AIM OF THE TASK:
Each line below is to be written out in full, exactly as shown.

Natural-language object grounding data:
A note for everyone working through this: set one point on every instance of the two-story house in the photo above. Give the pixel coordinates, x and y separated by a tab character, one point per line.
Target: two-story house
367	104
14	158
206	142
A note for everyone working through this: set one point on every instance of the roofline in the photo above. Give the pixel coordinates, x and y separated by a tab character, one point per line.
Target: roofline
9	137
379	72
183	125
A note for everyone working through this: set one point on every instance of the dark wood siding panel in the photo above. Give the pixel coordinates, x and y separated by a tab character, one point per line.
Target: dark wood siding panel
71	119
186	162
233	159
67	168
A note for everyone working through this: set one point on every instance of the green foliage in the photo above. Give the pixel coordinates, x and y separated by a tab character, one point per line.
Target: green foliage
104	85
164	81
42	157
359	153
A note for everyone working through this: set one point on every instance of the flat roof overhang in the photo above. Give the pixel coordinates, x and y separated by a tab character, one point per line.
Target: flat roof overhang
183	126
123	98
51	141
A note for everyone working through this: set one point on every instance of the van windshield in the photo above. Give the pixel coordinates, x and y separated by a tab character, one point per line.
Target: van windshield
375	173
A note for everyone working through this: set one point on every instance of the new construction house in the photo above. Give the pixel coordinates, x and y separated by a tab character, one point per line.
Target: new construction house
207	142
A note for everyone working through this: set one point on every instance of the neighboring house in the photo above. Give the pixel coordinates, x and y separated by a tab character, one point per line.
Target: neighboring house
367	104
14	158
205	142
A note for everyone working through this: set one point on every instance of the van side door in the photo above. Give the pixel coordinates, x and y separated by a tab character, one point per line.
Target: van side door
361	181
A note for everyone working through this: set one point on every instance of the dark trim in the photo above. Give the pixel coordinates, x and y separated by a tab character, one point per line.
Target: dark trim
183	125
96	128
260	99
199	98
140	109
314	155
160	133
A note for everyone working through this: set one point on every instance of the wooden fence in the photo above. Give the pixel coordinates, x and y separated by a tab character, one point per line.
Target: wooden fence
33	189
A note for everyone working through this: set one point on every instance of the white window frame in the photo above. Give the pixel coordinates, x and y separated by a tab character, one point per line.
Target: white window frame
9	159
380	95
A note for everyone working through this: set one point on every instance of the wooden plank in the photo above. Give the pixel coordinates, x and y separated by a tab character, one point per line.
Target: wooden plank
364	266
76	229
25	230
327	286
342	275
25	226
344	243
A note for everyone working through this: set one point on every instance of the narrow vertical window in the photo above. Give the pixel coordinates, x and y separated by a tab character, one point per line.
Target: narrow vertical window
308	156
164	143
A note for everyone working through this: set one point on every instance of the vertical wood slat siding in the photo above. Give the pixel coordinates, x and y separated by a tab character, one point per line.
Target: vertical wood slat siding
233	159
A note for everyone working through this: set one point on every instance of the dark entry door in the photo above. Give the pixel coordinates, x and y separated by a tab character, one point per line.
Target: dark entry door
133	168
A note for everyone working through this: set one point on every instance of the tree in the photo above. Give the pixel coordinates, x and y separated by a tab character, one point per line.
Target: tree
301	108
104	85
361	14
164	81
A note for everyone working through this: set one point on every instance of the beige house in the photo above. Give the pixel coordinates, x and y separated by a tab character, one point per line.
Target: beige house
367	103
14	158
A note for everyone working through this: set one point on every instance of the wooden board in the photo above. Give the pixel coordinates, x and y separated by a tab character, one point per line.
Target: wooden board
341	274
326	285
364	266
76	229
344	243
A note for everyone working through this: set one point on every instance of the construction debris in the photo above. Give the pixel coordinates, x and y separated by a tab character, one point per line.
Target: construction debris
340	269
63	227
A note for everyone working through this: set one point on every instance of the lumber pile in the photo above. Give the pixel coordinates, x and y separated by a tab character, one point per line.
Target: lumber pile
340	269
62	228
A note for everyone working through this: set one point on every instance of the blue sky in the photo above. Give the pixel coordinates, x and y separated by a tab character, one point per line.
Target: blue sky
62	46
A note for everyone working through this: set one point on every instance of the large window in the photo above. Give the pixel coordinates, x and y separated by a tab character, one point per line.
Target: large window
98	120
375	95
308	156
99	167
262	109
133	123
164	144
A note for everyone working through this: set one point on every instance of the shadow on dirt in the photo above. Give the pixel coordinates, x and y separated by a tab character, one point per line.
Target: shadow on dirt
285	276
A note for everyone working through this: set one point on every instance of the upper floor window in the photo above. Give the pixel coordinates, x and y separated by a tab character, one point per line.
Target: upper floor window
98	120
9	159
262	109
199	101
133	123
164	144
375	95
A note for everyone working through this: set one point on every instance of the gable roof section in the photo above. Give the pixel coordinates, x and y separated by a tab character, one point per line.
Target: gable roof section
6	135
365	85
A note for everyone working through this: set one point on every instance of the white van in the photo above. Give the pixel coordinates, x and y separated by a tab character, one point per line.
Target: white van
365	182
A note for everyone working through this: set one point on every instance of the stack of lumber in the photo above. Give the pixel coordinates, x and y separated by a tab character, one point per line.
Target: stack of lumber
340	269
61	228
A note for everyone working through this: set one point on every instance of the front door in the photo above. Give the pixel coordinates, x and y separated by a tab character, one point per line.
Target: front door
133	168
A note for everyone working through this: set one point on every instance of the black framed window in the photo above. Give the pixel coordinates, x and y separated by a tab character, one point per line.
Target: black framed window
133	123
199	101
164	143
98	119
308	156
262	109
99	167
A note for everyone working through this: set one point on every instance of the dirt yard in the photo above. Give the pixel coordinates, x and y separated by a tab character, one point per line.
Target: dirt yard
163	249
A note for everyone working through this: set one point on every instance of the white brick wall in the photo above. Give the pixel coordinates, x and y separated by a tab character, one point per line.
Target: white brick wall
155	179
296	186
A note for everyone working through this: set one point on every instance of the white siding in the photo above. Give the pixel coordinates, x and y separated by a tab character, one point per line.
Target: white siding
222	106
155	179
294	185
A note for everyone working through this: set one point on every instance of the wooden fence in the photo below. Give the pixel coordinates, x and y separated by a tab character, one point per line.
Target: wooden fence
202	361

TASK RESPONSE:
A note for everyone working through this: set one point on every instance of the two-story house in the photo above. Give the pixel coordinates, x and y separated by a tab character, one point per line.
Target: two-story house
367	104
14	158
206	142
A note for everyone working through this: set one point on every instance of the roofline in the photo above. Give the pixel coordinates, x and y separated by a tab character, one point per line.
Target: roofline
9	137
379	72
183	125
A note for everyone working through this: set one point on every instance of the dark wood siding panel in the photo above. Give the pixel coordinates, x and y separated by a tab character, one point per line.
Target: dark wood siding panel
71	119
186	162
233	159
67	168
A note for everyone working through this: set one point on every instance of the green foliage in the photo above. Give the pixel coordinates, x and y separated by a tab character, one point per line.
Target: green foliage
104	85
164	81
42	157
359	153
A note for everyone working through this: set one point on every instance of the flat roof overhang in the photo above. Give the pixel coordinates, x and y separated by a tab character, one point per line.
Target: flat roof overhang
183	126
123	98
51	141
A note for everyone working through this: set one point on every instance of the van windshield in the photo above. Give the pixel coordinates, x and y separated by a tab character, one point per line.
Target: van windshield
375	173
A note for everyone working through this: set one point on every instance of the new construction house in the photo above. Give the pixel coordinates, x and y separated by a tab character, one point per line.
Target: new construction house
207	142
A note for everyone working through this: set one point on every instance of the neighboring house in the photo above. Give the pixel coordinates, x and y separated by a tab character, one point per line.
Target: neighboring house
367	104
14	158
205	142
A note for everyone working through this: set one point on every instance of the van side door in the photo above. Give the pixel coordinates, x and y separated by a tab character, one point per line.
Target: van side door
361	181
A note for everyone working through this: set one point on every instance of the dark trim in the photo above. Give the pixel coordinates, x and y separated by a tab character, one point per line.
Target: dark trim
183	125
96	128
260	99
199	98
140	109
314	155
160	133
A note for everyone working through this: set one point on every instance of the wooden fence in the photo above. Give the pixel coordinates, x and y separated by a tab character, one point per line.
Target: wooden fence
33	189
A note for everyone working through this: set one point on every instance of the white window frame in the photo above. Give the pixel coordinates, x and y separated by a tab character, one point per line.
Target: white window frame
9	159
380	95
A note for everyone working through this: set one point on every instance of the wooden plank in the photo above. Give the pixel coordinates, x and y separated by a tab character, one point per line.
Target: wooden plank
364	266
76	229
25	230
327	286
342	275
25	226
344	243
A note for everyone working through this: set one point on every instance of the narrow vertical window in the photo above. Give the pixel coordinates, x and y separated by a tab character, one point per line.
Target: narrow vertical window
308	156
164	143
A note for everyone working through this: set one point on every instance of the vertical wood slat siding in the photo above. Give the pixel coordinates, x and y separated by a tab character, one point per line.
Target: vertical wood slat siding
233	159
A note for everyone working through this: set one point on every instance of the dark entry door in the photo above. Give the pixel coordinates, x and y separated by a tab character, one point per line.
Target: dark entry door
133	168
A note for everyone working through this: set one point on every instance of the tree in the photo above. Give the pixel coordinates, x and y separated by a tab character, one point per line.
Target: tree
301	108
104	85
361	14
164	81
A note for everyone working through this: set one point on every instance of the beige house in the photo above. Give the pixel coordinates, x and y separated by a tab character, one point per line.
Target: beige house
367	103
14	158
A note for everyone working through this: set one point on every instance of the wooden board in the photo above. Give the pixel coordinates, x and y separated by a tab character, one point per line.
Target: wooden board
341	274
326	285
364	266
76	229
344	243
A note for everyone working through this: set one point on every instance of the construction debris in the photo above. Give the pixel coordinates, x and y separated by a tab character, one point per line.
Target: construction debris
340	269
63	227
A note for everyone working through this: set one point on every instance of the lumber pile in the photo above. Give the pixel coordinates, x and y separated by a tab character, one point per line.
Target: lumber pile
340	269
62	228
A note for everyone working through this: set one point on every instance of the blue sky in the photo above. Give the pixel coordinates, x and y separated by a tab character, one point per line.
Target: blue sky
62	46
A note for everyone working through this: set one point on every instance of the large window in the photo above. Give the pixel coordinates, x and y separated by a tab character, one point per line.
Target: large window
98	120
375	95
308	156
99	167
262	109
133	123
164	144
A note for everyone working through this: set one point on every instance of the shadow on dirt in the photo above. Give the pixel coordinates, x and y separated by a tab character, one point per line.
Target: shadow on dirt
285	276
A note for everyone working through this: set one point on every instance of the upper floor window in the photo above. Give the pixel coordinates, x and y separated by a tab character, one point per line.
Target: upper floor window
98	120
9	159
262	109
199	101
133	123
164	144
375	95
A note for everyone working through this: set one point on every instance of the gable roof section in the photo above. Give the pixel coordinates, x and y separated by a tab character, one point per line.
Target: gable roof section
6	135
365	85
A note for everyone working through this: set one point on every instance of the white van in the photo above. Give the pixel coordinates, x and y separated by a tab character, one point per line.
Target: white van
365	182
A note for everyone working through this: set one point on every instance of the stack of lumber in the photo above. Give the pixel coordinates, x and y separated by a tab character, one point per line.
Target: stack of lumber
340	269
61	228
A note for everyone working through this: set one point on every instance of the front door in the photo above. Give the pixel coordinates, x and y separated by a tab character, one point per line.
Target: front door
133	168
A note for everyone working through this: set one point on every instance of the black framed window in the photo above. Give the pixel coordinates, x and y separated by a tab character, one point per line.
Target: black framed window
133	123
199	101
164	143
98	119
308	156
262	109
99	167
A note for everyone working through this: set one point on every instance of the dirt yard in the photo above. Give the pixel coordinates, x and y separated by a tab character, one point per line.
Target: dirt yard
163	249
A note for everyone working through this: set one point on every instance of the white brick wall in the photo above. Give the pixel coordinates, x and y separated by a tab character, one point per line.
Target: white brick wall
155	179
296	186
A note for everyone working through this: set one point on every instance of the white siding in the photo above. Give the pixel coordinates, x and y separated by a tab character, one point per line.
Target: white siding
222	106
155	179
294	185
A note for everyone working through this: set one point on every instance of the wooden fence in the photo below. Give the pixel coordinates, x and y separated by a tab character, one point per line.
Target: wooden fence
202	361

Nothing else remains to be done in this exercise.